begin Material provided

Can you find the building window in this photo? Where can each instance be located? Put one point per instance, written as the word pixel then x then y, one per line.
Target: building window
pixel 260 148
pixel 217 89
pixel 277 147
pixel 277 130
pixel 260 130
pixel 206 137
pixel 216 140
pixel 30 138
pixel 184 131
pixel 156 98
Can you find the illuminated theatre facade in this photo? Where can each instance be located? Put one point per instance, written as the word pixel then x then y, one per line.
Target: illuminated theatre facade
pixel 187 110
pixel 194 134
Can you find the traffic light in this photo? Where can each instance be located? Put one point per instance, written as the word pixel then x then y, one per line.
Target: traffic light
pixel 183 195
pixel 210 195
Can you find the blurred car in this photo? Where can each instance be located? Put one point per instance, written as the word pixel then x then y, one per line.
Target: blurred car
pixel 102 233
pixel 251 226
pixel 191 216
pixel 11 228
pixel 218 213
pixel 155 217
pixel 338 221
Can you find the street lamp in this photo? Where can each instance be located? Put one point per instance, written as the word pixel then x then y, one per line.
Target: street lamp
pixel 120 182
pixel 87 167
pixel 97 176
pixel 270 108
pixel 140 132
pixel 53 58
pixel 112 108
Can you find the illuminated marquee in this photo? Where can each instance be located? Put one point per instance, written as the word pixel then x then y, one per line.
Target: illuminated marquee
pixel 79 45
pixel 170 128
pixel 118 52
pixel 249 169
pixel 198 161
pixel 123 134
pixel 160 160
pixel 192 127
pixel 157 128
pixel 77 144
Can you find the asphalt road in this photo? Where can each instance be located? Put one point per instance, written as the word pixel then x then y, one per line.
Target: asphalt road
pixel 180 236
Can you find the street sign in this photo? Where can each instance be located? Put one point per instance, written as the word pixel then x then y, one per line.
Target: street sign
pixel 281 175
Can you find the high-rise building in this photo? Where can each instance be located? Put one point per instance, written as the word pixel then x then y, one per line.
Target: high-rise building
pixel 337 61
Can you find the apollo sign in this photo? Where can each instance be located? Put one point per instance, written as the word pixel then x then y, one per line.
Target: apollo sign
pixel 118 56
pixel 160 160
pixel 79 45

end Material provided

| What to do |
Arrange the lines of the material as a numbered list, starting at the line that contains "Can you find the apollo" and ending at the last line of the material. Leave out any blank lines.

| Response to the task |
1. Can you find the apollo sign in this photo? Where can each instance be located? Put one point per instance, written as the word pixel then x then y, one per line.
2. Target: apollo sign
3. pixel 118 56
4. pixel 160 160
5. pixel 79 45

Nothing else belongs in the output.